CONSIGNES:
a) Reproduisez fidèlement le passage de l'extrait sur la fusion des fonds immobiliers qui commence par les mots « On attendait, le » et se termine par « les experts interrogés. ».
b) Relevez toutes les organisations désignées par leur nom dans l'extrait sur la fusion des fonds immobiliers.
c) Poursuivez l'extrait sur la fusion des fonds immobiliers à partir de sa dernière phrase.

EXTRAIT DU DOCUMENT:
On attendait, le 30 juin, la première fusion des fonds immobiliers CS et UBS. C'était sans compter l'opposition d'une poignée d'investisseurs. Selon toute vraisemblance, ils estiment que les trois fonds ont des stratégies et des portefeuilles trop divergents pour être fusionnés. Ce sera maintenant à la Finma d'examiner leurs objections. Ce qui ne devrait pas faire dérailler le processus mais va le retarder de quelques mois, selon les experts interrogés.
Tout semblait pourtant bien parti: après des mois d'attente, fin avril, UBS avait annoncé que la première fusion de ses fonds immobiliers serait effective le 30 juin. Mais patatras! Quelques jours plus tard, la banque annonçait qu'une poignée d'investisseurs avait fait part de ses objections à la Finma et que tout le processus était suspendu.
On revient sur cette affaire qui fait beaucoup jaser dans le petit monde de l'immobilier titrisé suisse.
1. Qu'aurait-il dû se passer?

(Données d'expressions référentielles)
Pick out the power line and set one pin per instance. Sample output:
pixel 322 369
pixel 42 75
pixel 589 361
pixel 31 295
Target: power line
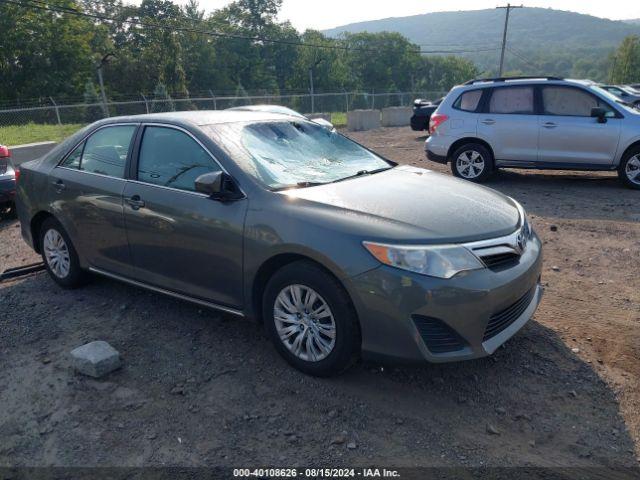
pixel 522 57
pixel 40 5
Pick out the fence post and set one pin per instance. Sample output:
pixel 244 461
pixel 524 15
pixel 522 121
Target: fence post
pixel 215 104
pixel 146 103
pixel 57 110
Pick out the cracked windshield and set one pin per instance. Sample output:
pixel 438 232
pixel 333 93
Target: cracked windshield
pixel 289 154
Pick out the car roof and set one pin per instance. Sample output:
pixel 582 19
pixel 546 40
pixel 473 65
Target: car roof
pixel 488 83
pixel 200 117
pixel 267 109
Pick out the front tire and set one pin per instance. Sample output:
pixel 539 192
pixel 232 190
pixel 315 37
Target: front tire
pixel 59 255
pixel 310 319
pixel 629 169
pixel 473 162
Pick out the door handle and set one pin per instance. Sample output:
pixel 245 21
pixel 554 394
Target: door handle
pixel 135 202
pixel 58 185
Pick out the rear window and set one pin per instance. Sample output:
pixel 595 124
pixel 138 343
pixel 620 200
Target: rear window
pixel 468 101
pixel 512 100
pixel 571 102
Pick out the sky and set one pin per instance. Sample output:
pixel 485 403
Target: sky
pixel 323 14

RÉPONSES:
a)
On attendait, le 30 juin, la première fusion des fonds immobiliers CS et UBS. C'était sans compter l'opposition d'une poignée d'investisseurs. Selon toute vraisemblance, ils estiment que les trois fonds ont des stratégies et des portefeuilles trop divergents pour être fusionnés. Ce sera maintenant à la Finma d'examiner leurs objections. Ce qui ne devrait pas faire dérailler le processus mais va le retarder de quelques mois, selon les experts interrogés.

b) CS, UBS, Finma

c)
En novembre 2024, UBS a annoncé une série de rapprochements de ses fonds immobiliers, dont une partie avait été héritée de Credit Suisse.
La première fusion devait réunir quatre fonds: CS REF Living Plus, CS REF Hospitality, UBS Direct Residential et Residentia (tous les fonds ont été depuis rebaptisés «UBS», mais nous conservons ici les anciens noms pour indiquer clairement lesquels provenaient d'UBS et lesquels de Credit Suisse).
La deuxième fusion, prévue pour la fin 2025, début 2026, sera celle de CS REF Green Property et d'UBS Direct Urban.
Dernière opération prévue, fin 2026, début 2027, la fusion de CS REF Interswiss et d'UBS Swissreal.
2. Quel était le timing prévu?
Après des mois d'attente pour les investisseurs, UBS publiait le 22 avril un communiqué de presse indiquant que la première fusion serait bouclée le 30 juin. Selon le communiqué de la banque, tout se déroulait comme prévu et la nouvelle entité, qui continuerait d'utiliser le nom d'UBS Living Plus, deviendrait le plus grand fonds immobilier résidentiel suisse en propriété directe, avec plus de 150 biens et un actif total de 4,38 milliards de francs suisses (au 31 décembre 2024).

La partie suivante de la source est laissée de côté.